----- TEXTO DEL EJERCICIO -----
Chicago, Illinois. – Donald Trump estaría a la mitad de su segundo mandato si no fuera por la pandemia de Covid-19. En 2020, Estados Unidos tenía una economía vigorosa y la población percibía una sensación generalizada de bienestar. Pero la pandemia paralizó al país, el desempleo creció y la sociedad reprobó la reacción de un gobierno más preocupado en encubrir los estragos del virus que en resolver.

Dos años después, la administración Biden va en ruta hacia lo que parece será una contundente derrota en las elecciones legislativas. El motivo del descontento es el costo de vida que impone la inflación a los estadounidenses, y el aumento de la delincuencia en vastas áreas del país.

Es verdad que el alza de precios es producto de la desarticulación de cadenas productivas por la pandemia, y de los costos de energía por la guerra entre Rusia y Ucrania. No obstante, esta administración y su mayoría en el Congreso sí contribuyó a desbocar la inflación con paquetes de estímulo a todo tipo de causas que inyectan miles de millones de dólares a la economía.

Lo anterior se puede ejemplificar si en un auto que se mueve a alta velocidad, el banco central (FED) pisa el freno para desacelerarlo, pero Biden y su mayoría legislativa pisan el acelerador aventando carretadas de dinero para vivienda, negocios, incentivos fiscales, etc. Resultado, el vehículo se sigue moviendo a una velocidad peligrosa.

En paralelo a la responsabilidad de los demócratas también está el riesgo que enfrentamos ante el imperio de la falacia y realidad alternativa. Me explico: Trump inauguró el periodo de la “post verdad” en este país. Los hechos y cifras verificables no importan, lo relevante es movilizar a la gente con calumnias que apelan a sus miedos y sentimientos.
----- MATERIAL PROPORCIONADO -----
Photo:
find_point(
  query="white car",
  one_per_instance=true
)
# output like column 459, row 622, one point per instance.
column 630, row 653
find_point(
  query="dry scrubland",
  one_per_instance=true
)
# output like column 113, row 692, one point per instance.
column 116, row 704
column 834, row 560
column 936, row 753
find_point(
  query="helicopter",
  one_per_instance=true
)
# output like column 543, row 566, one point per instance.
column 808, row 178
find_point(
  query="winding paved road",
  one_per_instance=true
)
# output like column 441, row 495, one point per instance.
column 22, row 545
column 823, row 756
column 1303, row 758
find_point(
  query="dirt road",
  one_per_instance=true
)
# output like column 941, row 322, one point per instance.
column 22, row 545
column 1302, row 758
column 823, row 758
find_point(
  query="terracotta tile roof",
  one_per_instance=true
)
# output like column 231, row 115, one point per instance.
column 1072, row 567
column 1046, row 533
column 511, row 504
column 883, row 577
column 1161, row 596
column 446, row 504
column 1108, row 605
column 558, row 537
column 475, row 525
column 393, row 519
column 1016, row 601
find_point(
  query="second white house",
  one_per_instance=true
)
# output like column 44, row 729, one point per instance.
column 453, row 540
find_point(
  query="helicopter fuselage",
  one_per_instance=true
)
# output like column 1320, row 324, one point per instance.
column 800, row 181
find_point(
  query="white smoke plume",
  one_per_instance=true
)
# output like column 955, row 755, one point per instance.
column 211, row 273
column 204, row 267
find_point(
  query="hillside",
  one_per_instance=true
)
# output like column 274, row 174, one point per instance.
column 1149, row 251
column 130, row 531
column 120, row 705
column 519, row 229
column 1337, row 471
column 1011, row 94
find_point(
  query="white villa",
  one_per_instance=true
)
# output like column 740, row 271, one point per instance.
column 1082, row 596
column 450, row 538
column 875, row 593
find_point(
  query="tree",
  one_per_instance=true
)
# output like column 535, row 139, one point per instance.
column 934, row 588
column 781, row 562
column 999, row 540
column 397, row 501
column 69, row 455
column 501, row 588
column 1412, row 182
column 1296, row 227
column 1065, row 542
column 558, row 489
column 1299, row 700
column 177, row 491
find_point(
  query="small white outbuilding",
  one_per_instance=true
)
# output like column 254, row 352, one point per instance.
-----
Prosigue el artículo sobre Biden, la inflación y las elecciones legislativas en Estados Unidos a partir de su última oración.

Aquí un ejemplo, el 70 por ciento de los republicanos creen que hubo fraude electoral en la elección presidencial de 2020. Esta creencia es la gran mentira que Trump les dijo, pero el argumento nunca fue probado por jueces y funcionarios electorales que supervisaron el proceso. No hay evidencia, ni argumentos que sostengan esta temeraria afirmación. Sin embargo, el daño a la credibilidad institucional está hecho. Según una encuesta reciente de Axios-Ipsos, 4 de cada 10 republicanos culparán a un nuevo fraude electoral si su partido no gana la mayoría legislativa este 8 de noviembre. “Si no ganamos, hay complot”, dirían en otras latitudes. 

Así mismo, hay una oleada de candidatos a posiciones estatales importantes para contar los votos en Minnesota, Georgia, Pensilvania, entre otras entidades, que siguen negando la legitimidad de la elección de Biden. Estos personajes, sea por fanatismo o conveniencia política, son minions del demagogo-populista que desde el poder erosionó la credibilidad en elecciones libres y en la transferencia pacífica del poder.

En este contexto, los demócratas daban por hecho que conservarían la mayoría en el Senado, una aspiración que hoy parece desvanecerse. Incluso, candidatos republicanos verdaderamente impresentables llevan la delantera o al menos son competitivos en contiendas donde no deberían ser tolerados ni como aspirantes. Es decir, la demagogia ha caído como una cascada, normalizando la simulación en el actual proceso electoral.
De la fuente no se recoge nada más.